▸ Brief
Of all the lines in the entries below, give again exactly those starting at the line containing "Would you please place a dot on the sky" and ending at the line containing "point(1153, 235)", both ends included, and no others.

-------- Exercise input

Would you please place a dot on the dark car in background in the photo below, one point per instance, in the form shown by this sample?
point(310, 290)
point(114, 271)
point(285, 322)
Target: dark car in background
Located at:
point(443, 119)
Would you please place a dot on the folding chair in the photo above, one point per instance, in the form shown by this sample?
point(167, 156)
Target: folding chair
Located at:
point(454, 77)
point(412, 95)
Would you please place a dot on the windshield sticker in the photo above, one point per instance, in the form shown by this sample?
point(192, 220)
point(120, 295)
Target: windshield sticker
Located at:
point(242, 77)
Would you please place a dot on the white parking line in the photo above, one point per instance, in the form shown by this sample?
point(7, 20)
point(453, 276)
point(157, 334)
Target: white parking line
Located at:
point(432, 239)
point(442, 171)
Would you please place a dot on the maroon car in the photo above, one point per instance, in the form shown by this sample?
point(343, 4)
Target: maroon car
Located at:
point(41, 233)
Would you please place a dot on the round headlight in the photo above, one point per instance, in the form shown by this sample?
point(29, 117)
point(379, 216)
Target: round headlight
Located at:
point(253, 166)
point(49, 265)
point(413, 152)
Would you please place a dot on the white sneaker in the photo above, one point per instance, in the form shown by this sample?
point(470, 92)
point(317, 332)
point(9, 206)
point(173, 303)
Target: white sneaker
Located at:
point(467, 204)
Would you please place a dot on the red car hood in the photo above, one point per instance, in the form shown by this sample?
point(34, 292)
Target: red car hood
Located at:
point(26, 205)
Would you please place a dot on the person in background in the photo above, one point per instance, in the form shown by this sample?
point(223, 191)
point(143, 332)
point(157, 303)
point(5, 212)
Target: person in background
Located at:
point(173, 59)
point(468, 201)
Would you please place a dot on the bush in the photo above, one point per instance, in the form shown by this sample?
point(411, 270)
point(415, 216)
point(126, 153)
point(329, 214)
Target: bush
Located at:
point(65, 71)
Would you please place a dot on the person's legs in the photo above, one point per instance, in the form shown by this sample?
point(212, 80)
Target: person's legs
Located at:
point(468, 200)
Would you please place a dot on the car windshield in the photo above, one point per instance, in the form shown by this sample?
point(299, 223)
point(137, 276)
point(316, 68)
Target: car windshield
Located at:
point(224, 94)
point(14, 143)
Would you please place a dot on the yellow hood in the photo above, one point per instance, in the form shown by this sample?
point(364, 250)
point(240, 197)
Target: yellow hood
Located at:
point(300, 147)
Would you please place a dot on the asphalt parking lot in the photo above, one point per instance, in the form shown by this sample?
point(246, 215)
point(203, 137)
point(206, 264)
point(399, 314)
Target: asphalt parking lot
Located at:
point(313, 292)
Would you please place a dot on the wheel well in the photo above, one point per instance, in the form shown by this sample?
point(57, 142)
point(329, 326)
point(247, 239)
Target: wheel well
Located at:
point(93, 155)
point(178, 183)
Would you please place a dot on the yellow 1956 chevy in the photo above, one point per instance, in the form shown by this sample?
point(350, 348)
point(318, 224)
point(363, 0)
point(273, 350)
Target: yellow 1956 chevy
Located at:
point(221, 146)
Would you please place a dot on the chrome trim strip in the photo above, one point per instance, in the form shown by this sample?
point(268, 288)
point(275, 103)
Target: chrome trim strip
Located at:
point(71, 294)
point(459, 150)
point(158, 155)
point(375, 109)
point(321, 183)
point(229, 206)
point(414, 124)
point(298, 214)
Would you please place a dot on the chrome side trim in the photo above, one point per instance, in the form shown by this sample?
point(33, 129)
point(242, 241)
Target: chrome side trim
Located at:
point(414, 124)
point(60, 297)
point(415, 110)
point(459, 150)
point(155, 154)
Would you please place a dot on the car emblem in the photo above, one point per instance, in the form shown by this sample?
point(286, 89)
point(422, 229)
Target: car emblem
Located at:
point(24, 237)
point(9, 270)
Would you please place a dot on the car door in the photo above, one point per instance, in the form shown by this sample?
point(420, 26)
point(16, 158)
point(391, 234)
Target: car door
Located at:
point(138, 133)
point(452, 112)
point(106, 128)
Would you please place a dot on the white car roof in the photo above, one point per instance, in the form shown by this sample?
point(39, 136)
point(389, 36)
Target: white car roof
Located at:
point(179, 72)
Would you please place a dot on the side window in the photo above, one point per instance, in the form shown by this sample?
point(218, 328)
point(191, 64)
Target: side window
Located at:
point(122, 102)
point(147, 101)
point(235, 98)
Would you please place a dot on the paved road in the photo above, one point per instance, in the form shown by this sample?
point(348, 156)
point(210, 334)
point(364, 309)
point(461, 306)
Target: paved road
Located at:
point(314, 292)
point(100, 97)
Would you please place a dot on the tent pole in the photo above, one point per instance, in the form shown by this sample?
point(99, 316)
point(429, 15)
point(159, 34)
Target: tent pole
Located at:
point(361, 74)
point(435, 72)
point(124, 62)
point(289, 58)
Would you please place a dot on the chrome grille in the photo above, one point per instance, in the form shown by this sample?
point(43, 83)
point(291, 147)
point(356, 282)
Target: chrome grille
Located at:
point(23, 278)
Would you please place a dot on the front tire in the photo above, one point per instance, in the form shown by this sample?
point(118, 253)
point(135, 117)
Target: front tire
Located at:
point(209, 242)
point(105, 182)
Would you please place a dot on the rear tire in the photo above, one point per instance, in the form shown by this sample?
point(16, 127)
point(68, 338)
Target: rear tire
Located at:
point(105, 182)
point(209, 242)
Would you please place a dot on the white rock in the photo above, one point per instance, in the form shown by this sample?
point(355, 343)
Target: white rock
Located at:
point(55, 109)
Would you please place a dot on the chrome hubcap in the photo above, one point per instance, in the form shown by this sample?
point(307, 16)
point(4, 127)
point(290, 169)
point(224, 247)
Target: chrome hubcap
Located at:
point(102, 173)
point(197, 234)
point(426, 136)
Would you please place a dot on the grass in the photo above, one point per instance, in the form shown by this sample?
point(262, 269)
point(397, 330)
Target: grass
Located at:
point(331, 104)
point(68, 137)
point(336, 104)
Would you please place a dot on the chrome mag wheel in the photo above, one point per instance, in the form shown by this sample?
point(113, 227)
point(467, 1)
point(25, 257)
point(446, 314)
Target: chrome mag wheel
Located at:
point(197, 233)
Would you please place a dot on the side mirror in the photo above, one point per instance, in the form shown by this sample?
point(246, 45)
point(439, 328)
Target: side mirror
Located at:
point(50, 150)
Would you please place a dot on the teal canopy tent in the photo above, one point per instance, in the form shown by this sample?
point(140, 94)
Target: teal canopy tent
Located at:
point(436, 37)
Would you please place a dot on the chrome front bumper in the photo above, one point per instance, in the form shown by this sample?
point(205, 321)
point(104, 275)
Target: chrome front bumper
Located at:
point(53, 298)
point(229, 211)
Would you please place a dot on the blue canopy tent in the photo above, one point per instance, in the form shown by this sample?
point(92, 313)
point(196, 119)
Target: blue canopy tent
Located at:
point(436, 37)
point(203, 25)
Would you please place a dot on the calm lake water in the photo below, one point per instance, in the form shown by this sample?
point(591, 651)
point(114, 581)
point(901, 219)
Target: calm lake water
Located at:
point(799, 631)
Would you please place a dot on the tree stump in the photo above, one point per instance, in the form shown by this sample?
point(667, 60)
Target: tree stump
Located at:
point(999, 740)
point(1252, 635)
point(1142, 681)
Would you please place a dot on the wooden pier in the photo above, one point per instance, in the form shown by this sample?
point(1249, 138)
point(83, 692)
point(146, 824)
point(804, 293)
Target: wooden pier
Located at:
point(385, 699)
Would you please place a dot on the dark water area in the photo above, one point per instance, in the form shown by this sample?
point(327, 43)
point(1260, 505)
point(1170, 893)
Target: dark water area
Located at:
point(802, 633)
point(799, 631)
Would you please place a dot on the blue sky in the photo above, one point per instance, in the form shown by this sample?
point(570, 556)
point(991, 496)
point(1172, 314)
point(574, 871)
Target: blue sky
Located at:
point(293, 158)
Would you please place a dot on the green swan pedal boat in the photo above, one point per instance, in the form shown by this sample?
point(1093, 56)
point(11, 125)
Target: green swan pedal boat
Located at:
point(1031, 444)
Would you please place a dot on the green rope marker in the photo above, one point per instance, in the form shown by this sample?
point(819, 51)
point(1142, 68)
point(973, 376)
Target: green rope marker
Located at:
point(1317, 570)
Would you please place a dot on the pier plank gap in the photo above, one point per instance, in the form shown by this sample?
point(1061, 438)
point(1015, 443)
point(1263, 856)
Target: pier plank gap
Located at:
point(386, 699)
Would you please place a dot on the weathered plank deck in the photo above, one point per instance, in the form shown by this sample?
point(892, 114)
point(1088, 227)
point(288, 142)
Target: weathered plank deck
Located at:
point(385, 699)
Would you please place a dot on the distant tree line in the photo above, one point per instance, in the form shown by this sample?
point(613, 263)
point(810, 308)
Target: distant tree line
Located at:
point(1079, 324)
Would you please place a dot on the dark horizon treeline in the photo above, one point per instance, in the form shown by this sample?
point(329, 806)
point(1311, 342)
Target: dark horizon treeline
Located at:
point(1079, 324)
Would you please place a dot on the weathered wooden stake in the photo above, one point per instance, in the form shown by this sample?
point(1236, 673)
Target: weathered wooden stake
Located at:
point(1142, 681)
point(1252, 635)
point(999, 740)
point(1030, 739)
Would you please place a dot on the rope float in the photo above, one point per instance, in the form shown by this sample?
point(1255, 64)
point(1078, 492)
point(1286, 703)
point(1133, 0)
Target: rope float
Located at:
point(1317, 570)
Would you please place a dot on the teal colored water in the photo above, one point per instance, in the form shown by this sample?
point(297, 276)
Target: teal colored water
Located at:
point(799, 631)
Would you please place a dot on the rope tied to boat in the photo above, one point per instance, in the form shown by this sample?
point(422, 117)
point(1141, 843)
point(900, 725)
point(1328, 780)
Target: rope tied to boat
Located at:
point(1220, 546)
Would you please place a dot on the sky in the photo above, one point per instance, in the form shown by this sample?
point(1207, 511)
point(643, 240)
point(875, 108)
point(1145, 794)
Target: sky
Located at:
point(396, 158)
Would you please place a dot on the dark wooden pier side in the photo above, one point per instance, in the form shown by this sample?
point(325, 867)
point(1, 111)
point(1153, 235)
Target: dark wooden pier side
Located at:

----------------

▸ Output of the task
Would you please place a dot on the sky in the photo above, one point per instance, in the form shown by this sample?
point(1207, 511)
point(643, 240)
point(875, 108)
point(1145, 794)
Target: sky
Located at:
point(396, 158)
Would you please place a dot on the dark wooden pier side in the photo above, one point per instance, in the form shown by this sample?
point(325, 867)
point(1, 111)
point(1153, 235)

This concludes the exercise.